Set problem 1 ::
Copy the stretch of the records from the line containing "Where can the man's blue shirt be found here?" through the line containing "[[47, 300], [149, 68], [13, 94], [211, 218]]", replacing "Indicate" with "Mark" and leaving everything else unchanged.

Text shown ::
Acoustic Echo Canceller
AudioAn acoustic echo canceller (AEC) is a digital signal processing device or algorithm that removes the echo caused by a microphone picking up audio from a loudspeaker in the same room. It is a standard component in any conferencing system where the microphone and loudspeaker share the same space - including room conference systems, speakerphones, video bars, and unified communications endpoints.
Without AEC, the far-end talker hears their own voice returned to them after a delay equal to the round-trip network latency plus the acoustic path from loudspeaker to microphone. Delays longer than approximately 50 ms are perceived as a distinct, distracting echo.1
How It Works
An AEC operates as an adaptive filter. The far-end received signal (the loudspeaker output) is used as a reference. The algorithm models the acoustic path from the loudspeaker to the microphone - including all reflections from room surfaces - and synthesizes an estimate of what the microphone will capture from that signal. This estimate is subtracted from the microphone signal, leaving only the near-end talker’s voice.2
Because the acoustic path changes continuously (people move, chairs shift, doors open), the filter must be adaptive: it constantly re-estimates the room impulse response. Modern systems converge from zero cancellation to 55 dB of echo suppression in approximately 200 ms.2
The most common adaptive algorithm used is the least mean squares (LMS) filter and its variants. Performance is measured by:
- ERL (Echo Return Loss): the ratio of loudspeaker output to the raw microphone echo, in dB. Higher = less raw echo.
- ERLE (Echo Return Loss Enhancement): the additional suppression the canceller adds, typically 18-35 dB.
- ACOM (total echo loss) = ERL + ERLE.1
Double-talk
The hardest operating condition for AEC is double-talk - when both ends speak simultaneously. Naive LMS cancellers mis-adapt when double-talk is detected as a change in the acoustic path. Robust AEC implementations include a double-talk detector (DTD) that freezes filter adaptation when near-end speech is present.3
History
Echo suppression in telephone networks dates to the 1950s, when transoceanic satellite links first introduced delays long enough to be perceived. Early echo suppressors worked by muting the return path when voice was detected outgoing - simple but problematic during double-talk.4
Echo cancellation as a subtraction-based technique was developed at Bell Laboratories. M. M. Sondhi published the foundational paper on adaptive echo cancellation in 1967, and John Kelly received U.S. Patent 3,500,000 (filed 1966, issued 1970) for the “Self-adaptive echo canceller” at Bell Telephone Laboratories.56 Commercial echo cancellers for telephone networks became available in the 1980s.7
The development of affordable digital signal processors in the 1990s enabled AEC to move from standalone rack units to embedded modules within PBX switches and, eventually, to software running on general-purpose CPUs. Today, AEC is implemented in software on virtually every conferencing platform, smart speaker, and voice assistant device.

Source data ::
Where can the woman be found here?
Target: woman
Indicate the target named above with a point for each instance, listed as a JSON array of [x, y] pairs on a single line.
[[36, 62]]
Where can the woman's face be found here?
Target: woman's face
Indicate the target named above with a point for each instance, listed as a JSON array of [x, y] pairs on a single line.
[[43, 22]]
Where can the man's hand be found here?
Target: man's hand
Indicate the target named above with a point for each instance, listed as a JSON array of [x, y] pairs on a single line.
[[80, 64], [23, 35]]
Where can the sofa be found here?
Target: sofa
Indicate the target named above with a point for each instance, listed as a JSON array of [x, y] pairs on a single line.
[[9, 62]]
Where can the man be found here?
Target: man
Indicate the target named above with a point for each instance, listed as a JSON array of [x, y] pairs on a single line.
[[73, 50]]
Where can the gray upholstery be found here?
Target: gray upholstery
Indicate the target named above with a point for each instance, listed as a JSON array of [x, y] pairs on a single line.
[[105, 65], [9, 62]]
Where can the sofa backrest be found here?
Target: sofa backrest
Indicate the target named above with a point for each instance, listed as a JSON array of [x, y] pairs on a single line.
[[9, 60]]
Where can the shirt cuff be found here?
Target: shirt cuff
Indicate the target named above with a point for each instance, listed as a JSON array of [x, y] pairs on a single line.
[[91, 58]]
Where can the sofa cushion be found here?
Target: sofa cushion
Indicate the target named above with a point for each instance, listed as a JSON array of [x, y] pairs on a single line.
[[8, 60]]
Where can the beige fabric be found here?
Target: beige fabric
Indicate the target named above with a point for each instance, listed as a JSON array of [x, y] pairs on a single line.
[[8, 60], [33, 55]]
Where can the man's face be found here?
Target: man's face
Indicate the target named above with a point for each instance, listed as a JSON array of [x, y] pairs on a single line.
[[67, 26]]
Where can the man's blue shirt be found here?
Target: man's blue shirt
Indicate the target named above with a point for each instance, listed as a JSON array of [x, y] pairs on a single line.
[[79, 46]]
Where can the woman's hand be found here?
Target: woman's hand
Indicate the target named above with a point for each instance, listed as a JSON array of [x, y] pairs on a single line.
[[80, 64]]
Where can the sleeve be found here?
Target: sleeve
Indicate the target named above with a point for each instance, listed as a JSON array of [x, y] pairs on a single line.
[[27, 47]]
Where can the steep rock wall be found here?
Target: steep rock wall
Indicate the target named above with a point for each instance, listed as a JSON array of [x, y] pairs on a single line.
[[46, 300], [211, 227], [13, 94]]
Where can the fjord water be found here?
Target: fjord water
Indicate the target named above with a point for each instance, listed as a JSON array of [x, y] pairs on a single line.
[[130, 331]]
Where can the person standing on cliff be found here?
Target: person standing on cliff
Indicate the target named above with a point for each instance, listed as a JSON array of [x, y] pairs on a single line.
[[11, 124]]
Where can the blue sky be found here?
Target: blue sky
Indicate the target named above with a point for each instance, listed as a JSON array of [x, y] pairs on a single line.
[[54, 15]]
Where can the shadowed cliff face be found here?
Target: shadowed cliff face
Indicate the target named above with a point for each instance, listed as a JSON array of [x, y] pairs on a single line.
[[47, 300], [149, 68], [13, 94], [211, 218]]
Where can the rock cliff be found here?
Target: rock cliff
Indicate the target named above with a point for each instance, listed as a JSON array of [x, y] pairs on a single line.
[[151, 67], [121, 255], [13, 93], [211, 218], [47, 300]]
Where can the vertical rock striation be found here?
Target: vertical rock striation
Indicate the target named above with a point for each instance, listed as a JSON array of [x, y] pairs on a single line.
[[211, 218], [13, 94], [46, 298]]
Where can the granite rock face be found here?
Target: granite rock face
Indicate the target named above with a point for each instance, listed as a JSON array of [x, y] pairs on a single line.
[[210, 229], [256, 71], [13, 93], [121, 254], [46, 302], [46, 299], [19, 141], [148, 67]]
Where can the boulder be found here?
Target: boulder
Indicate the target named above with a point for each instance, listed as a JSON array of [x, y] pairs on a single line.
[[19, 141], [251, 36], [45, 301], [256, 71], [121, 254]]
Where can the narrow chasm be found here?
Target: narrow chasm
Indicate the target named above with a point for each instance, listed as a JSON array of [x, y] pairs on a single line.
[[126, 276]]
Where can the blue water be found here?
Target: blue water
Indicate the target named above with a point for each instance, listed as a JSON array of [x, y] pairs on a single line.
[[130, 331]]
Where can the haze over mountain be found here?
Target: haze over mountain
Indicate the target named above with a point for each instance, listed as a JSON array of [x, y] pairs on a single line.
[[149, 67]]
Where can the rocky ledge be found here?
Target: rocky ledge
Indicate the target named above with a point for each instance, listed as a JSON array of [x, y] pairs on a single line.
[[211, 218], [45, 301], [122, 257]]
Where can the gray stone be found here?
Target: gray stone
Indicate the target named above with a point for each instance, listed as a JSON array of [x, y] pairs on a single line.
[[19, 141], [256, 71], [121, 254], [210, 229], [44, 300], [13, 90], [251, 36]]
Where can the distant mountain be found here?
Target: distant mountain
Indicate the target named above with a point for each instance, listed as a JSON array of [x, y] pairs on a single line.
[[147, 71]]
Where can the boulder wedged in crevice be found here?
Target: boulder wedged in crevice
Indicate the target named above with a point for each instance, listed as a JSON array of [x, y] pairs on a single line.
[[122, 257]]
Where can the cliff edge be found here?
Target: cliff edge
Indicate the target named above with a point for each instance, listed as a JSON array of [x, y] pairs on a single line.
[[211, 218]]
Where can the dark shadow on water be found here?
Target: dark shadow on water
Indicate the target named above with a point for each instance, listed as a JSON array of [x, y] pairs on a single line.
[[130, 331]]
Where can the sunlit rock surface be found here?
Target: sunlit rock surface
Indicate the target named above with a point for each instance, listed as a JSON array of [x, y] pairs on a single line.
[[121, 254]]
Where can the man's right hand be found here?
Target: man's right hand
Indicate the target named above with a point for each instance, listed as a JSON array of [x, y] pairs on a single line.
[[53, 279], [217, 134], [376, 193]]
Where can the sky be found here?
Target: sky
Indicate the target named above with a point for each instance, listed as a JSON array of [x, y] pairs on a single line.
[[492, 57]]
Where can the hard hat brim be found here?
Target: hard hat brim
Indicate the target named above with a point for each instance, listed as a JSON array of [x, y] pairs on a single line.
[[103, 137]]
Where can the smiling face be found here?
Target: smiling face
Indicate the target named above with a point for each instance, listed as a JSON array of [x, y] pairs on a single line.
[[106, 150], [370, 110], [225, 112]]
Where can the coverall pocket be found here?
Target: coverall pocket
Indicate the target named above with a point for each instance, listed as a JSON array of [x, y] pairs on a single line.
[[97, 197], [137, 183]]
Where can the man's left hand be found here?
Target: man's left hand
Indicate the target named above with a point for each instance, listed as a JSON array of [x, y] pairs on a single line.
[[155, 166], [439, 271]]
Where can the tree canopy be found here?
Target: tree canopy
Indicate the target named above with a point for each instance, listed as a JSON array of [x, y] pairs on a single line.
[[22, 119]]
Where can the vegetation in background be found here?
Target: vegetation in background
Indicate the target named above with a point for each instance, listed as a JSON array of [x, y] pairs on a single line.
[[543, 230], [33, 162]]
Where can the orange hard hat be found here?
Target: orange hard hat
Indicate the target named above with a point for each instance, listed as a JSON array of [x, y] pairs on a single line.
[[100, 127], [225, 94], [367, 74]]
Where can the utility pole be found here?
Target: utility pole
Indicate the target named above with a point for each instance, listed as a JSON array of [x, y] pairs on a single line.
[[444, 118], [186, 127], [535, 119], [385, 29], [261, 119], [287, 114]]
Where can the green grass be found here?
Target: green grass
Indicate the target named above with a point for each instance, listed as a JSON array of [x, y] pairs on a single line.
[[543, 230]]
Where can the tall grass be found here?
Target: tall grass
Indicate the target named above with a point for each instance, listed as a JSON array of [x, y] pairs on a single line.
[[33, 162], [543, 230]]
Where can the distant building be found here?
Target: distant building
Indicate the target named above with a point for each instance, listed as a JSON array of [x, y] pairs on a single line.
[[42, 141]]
==
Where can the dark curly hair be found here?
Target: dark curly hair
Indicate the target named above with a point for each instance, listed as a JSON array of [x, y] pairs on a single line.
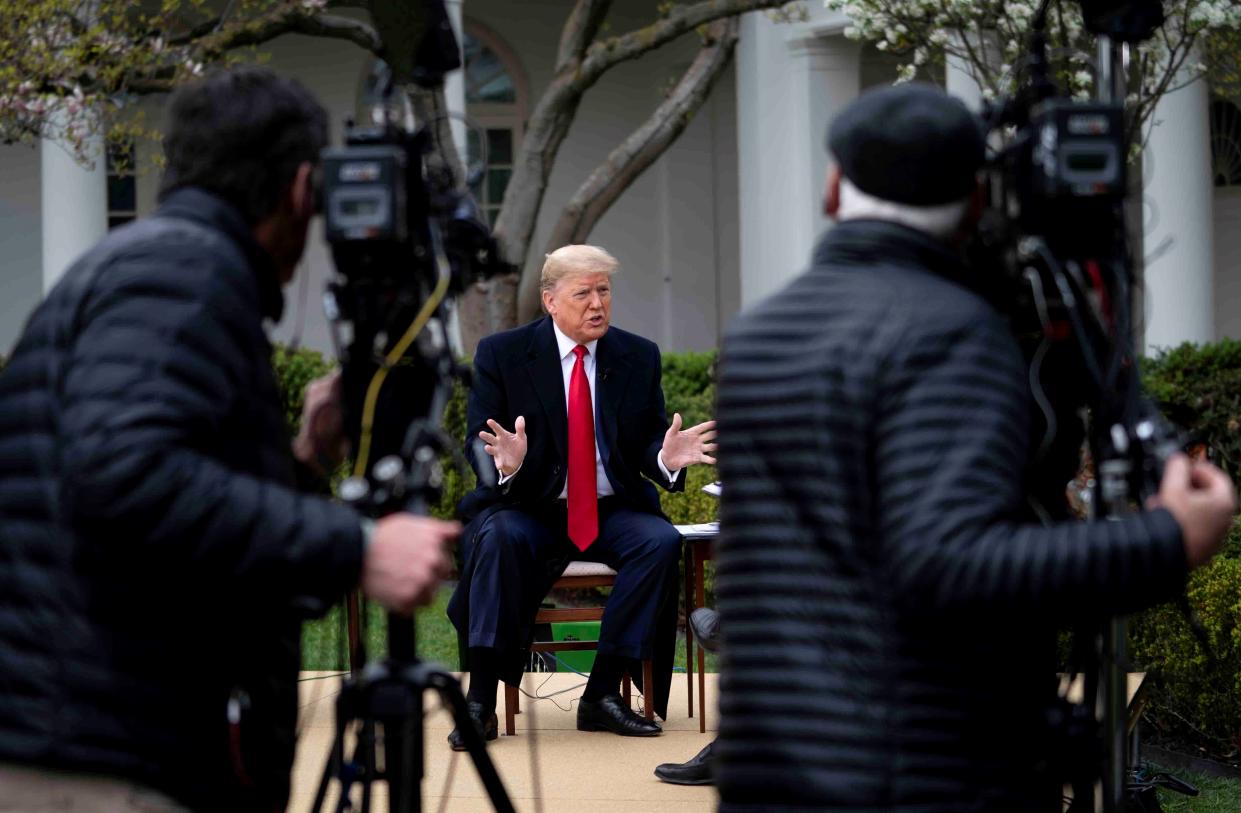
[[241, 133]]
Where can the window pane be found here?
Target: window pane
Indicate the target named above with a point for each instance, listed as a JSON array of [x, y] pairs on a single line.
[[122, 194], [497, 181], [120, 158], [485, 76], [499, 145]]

Set problem 2 ::
According to the text on acoustic echo cancellers, what does a double-talk detector do?

Correct answer 1 ::
Where can the man's blue shirt be found here?
Target: man's blue shirt
Mark the target named above with a point for each instance, listed as a JSON array of [x, y] pairs on a single line.
[[79, 46]]
Where can the woman's hand be found here?
Target: woman's hand
Mark the target named above with a point for each instance, listed as a JSON array of [x, y] pairs on a single line.
[[80, 64]]
Where can the sleeve be found here?
Target: sleeve
Mark the target named above with a point for each instance, listed as a JSON array of [x, y] pairs on a single line.
[[27, 47]]
Where can the steep rock wall be found here?
Target: steep rock wall
Mark the target named above with a point for each instance, listed as a JSON array of [x, y] pairs on a single line.
[[46, 300], [211, 227], [13, 94]]
Where can the fjord water be found here?
Target: fjord water
Mark the target named above with a point for each instance, listed as a JSON array of [x, y] pairs on a single line.
[[130, 331]]
Where can the person standing on cliff be found here?
Target: person standing on cliff
Mark the target named above with a point for each instance, listed as a JSON array of [x, y] pairs on a single line.
[[11, 124]]
Where can the blue sky be found here?
Target: blue sky
Mark the target named above with a point for each instance, listed as a JSON array of [x, y] pairs on a single line.
[[54, 15]]
Where can the shadowed cliff face be found here?
Target: shadowed cliff face
Mark the target named above with a point for each instance, listed as a JSON array of [x, y] pairs on a single line.
[[47, 300], [149, 68], [13, 94], [211, 218]]

Correct answer 2 ::
It freezes filter adaptation when near-end speech is present.